● **Directions**: Find the string "belt" in the listing and report every line that has it.

● **Data for review**:

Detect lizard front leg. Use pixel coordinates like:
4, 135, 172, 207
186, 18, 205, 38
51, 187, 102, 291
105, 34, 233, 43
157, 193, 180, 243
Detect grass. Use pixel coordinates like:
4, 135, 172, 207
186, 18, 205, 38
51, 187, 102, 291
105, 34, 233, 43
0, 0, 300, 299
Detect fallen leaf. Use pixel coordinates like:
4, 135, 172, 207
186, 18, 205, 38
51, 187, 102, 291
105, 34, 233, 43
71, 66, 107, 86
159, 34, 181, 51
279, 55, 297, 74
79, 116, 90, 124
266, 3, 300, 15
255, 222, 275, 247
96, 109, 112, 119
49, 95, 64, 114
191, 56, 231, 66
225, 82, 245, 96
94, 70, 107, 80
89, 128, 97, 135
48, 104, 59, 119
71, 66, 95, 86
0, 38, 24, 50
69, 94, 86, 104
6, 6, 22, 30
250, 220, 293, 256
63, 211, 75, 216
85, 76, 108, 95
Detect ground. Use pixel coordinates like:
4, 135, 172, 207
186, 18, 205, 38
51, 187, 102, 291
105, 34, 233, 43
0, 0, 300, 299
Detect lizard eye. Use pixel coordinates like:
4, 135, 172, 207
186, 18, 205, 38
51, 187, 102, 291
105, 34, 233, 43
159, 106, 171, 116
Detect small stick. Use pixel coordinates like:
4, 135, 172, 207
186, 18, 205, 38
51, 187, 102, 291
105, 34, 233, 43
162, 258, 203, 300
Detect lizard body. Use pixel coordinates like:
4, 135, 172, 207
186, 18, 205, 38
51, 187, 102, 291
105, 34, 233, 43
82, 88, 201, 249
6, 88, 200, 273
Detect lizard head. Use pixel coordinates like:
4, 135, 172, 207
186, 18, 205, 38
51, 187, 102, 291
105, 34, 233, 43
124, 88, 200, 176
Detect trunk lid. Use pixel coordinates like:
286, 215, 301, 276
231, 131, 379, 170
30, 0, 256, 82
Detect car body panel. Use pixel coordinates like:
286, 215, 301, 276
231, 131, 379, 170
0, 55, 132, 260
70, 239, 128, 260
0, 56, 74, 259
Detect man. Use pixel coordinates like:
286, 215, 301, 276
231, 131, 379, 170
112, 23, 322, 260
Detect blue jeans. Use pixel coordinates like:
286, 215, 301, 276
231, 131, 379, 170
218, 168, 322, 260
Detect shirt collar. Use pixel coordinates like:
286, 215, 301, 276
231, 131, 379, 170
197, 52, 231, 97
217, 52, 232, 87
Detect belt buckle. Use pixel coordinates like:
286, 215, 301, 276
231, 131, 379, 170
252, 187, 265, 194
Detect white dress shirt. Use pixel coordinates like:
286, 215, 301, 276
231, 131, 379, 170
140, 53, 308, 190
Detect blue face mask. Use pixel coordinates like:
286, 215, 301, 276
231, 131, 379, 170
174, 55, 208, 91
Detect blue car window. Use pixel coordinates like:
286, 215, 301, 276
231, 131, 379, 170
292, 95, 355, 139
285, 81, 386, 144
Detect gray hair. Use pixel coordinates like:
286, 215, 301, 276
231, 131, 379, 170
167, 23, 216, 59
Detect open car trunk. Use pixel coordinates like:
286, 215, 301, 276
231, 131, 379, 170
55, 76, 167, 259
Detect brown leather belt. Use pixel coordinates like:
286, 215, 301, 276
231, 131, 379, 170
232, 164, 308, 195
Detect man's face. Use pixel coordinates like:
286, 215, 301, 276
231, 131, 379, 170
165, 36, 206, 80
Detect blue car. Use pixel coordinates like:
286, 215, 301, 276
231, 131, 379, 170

● **Your response**:
Detect belt buckle. Use pixel coordinates like:
Detect brown leather belt. Use pixel coordinates like:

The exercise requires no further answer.